### DOCUMENT EXCERPT

I read an interesting quote this week from the Rev. Dr. Sarah Travis. Sarah is a minister in the Presbyterian Church in Canada. She offered this as a result of some of the discussion which occurred at General Assembly this past week. Sarah writes, “Our task, as Christians, is not to ensure the survival of the church. The church does not belong to us. And after all, resurrection has a prerequisite. Perhaps the church is called to ‘lay down its life for its friends.’ Resistance, radical hospitality and subverting the powers might get us killed. But have we forgotten that it is in dying that we rise?”
It seems to me that as the church, as Christianity, has emerged over the centuries this idea of being out of our minds has diminished. We’ve lost the impact of this passage. Those who first saw Jesus and the work that he was doing thought he was out of his mind. His own family thinks he’s out of his mind. We seem hesitant to take risks that our faith might require.
Today we have welcomed elders into the Session. Next week we are welcoming new members, to these events some people might say ‘Are you out of your mind?’
All this reminds me of a scene in Star Wars: A New Hope. That’s the very first Star Wars film.
Luke Skywalker says to Han Solo, “You don’t believe in the Force, do you?”
Han Solo replies, “Kid, I’ve flown from one side of this galaxy to the other, and I’ve seen a lot of strange stuff, but I’ve never seen anything to make me believe that there’s one all-powerful Force controlling everything. ‘Cause no mystical energy field controls my destiny. It’s all a lot of simple tricks and nonsense.”
And we all laugh when Han says those words because we know that in the Star Wars universe the Force is real and the Force is at work in his life. Do you see the irony? We buy into the myth of Star Wars and what it offers us. But in our own lives, in this world we are skeptical, we doubt. We live in a cultural which says you must be nuts!
Friends, God is with us, the Holy Spirit is at work and she is guiding us.
Truth is we don’t want people saying to us we are out of our minds. As the church we have found ways to be harmless and benign. We’ve gone about doing our thing, watered down the difficult bits, made the radical ordinary and turned hard truths into pleasantries. Stanley Hauerwas wrote, “Christians in modernity thought their task was to make the Gospel intelligible to the world rather than to help the world understand why it could not be intelligible without the Gospel.” (https://www.workingpreacher.org/craft.aspx?post=5174).

### GIVEN DATA
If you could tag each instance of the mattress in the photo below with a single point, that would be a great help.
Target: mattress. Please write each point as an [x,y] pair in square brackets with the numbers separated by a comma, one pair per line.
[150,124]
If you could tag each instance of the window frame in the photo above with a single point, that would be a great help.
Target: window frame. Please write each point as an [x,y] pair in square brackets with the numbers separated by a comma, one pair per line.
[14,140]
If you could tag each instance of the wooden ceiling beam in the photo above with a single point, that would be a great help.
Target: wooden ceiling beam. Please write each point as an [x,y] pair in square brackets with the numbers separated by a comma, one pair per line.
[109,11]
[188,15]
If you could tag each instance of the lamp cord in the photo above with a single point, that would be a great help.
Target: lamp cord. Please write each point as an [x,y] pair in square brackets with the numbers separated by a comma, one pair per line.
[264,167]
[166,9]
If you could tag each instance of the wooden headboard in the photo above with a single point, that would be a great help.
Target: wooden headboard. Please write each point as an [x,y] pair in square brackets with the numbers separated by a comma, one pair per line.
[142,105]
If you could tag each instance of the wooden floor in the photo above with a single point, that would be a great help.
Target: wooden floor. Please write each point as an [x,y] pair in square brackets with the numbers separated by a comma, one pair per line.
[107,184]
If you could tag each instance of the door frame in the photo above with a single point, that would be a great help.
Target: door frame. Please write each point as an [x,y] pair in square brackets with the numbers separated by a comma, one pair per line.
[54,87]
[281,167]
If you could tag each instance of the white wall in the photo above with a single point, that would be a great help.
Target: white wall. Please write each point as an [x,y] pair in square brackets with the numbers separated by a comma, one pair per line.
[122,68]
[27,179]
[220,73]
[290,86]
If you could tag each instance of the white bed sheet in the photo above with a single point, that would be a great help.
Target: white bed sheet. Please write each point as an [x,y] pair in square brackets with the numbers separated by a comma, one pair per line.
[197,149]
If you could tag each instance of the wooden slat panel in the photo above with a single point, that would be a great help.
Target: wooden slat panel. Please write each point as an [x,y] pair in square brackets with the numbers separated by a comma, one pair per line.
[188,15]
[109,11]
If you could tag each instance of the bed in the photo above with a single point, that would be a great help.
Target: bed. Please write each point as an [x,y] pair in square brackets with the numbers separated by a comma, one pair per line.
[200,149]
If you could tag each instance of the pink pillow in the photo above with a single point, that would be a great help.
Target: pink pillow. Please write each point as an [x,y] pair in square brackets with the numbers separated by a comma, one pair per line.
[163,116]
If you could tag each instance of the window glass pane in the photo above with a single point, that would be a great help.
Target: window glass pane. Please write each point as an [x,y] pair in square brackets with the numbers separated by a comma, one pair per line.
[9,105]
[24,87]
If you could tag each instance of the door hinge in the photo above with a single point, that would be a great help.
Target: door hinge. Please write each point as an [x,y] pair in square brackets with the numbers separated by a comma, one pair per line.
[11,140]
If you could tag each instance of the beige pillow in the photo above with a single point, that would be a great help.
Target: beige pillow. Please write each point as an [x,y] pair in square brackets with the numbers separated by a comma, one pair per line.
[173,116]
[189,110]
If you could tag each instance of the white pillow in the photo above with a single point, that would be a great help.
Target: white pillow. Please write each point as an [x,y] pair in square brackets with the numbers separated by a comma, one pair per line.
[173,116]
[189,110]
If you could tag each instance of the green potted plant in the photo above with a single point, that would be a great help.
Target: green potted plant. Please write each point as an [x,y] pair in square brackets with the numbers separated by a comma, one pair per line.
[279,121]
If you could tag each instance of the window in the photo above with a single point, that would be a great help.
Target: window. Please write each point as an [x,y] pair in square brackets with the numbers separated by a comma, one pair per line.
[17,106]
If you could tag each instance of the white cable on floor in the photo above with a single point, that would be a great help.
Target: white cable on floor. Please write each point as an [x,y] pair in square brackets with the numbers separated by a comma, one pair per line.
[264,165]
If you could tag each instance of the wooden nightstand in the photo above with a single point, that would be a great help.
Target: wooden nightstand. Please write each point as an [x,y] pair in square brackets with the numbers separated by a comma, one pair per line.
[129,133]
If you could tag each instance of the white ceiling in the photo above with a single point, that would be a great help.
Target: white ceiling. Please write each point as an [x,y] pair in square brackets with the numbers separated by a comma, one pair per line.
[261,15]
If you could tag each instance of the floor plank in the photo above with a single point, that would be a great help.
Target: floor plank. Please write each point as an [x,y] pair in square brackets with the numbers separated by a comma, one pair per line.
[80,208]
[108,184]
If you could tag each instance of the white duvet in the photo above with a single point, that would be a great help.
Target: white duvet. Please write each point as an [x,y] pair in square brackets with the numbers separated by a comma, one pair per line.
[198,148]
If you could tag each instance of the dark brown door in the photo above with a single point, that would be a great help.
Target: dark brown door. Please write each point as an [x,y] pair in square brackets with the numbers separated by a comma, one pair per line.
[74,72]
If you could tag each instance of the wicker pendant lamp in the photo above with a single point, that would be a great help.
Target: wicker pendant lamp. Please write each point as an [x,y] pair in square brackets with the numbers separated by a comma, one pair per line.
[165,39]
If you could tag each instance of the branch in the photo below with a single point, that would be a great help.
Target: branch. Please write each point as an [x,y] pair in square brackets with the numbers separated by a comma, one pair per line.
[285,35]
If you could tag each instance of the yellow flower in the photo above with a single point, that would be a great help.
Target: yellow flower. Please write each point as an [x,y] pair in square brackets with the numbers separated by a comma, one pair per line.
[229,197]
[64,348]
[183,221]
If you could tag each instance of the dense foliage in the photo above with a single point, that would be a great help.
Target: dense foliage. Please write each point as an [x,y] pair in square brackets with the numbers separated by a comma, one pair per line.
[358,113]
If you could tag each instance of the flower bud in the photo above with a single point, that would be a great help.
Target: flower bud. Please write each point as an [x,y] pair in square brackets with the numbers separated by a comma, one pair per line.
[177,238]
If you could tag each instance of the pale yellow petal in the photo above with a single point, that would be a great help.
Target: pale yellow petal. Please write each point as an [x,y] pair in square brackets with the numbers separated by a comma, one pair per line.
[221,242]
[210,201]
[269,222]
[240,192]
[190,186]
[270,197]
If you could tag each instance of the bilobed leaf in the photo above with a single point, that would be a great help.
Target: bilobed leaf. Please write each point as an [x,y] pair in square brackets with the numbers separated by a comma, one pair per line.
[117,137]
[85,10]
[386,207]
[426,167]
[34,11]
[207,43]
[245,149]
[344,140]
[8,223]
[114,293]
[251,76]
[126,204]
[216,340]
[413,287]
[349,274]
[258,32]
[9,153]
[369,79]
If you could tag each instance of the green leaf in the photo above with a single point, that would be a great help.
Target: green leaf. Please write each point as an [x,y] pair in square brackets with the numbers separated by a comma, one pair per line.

### WORK TASK A
Shorten the sermon's paragraph beginning "It seems to me that as the church" and keep its main points.
### WORK TASK B
Pick up the sermon after its last sentence and keep writing it.
The listing has nothing to do with the sermon or the work on it.

### TASK OUTPUT A
As the church and Christianity developed over the centuries, the idea of being "out of our minds" faded, and the passage lost its impact. Jesus' first observers, and even his own family, thought he was out of his mind. Today we seem hesitant to take the risks our faith might require.

### TASK OUTPUT B
It is as if we are afraid of offending people because we believe in equality for all people. That people might laugh at the notion that everyone deserves a fair chance at life. That people might think we are weak because we propose an alternative to violence. That we shouldn’t comfort those who mourn or provide justice for those who are oppressed. That we shouldn’t offer forgiveness, just as we believe we have been forgiven. Clearly, we are out of our minds for wanting a more peaceable world. For standing up for God’s kingdom.
Jesus says, “Blessed are you when people insult you, persecute you and falsely say all kinds of evil against you because of me. Rejoice and be glad, because great is your reward in heaven, for in the same way they persecuted the prophets who were before you.” Matthew 5: 11-12
We forget that Christianity is a religion founded on suffering. The suffering God hanging on a cross. Suffering because people didn’t listen then and we still don’t listen now.
Though with a scornful wonder the world sees us oppressed, by schism rent asunder, by heresies distressed, yet saints their watch are keeping; their cry goes up “How long?” But soon the night of weeping shall be the mourn of song.” – The church’s one foundation
The message of the gospel is radical and it is counter-cultural. People should be saying we are out of our minds. And when they do and they will, know that you are in good company. Amen.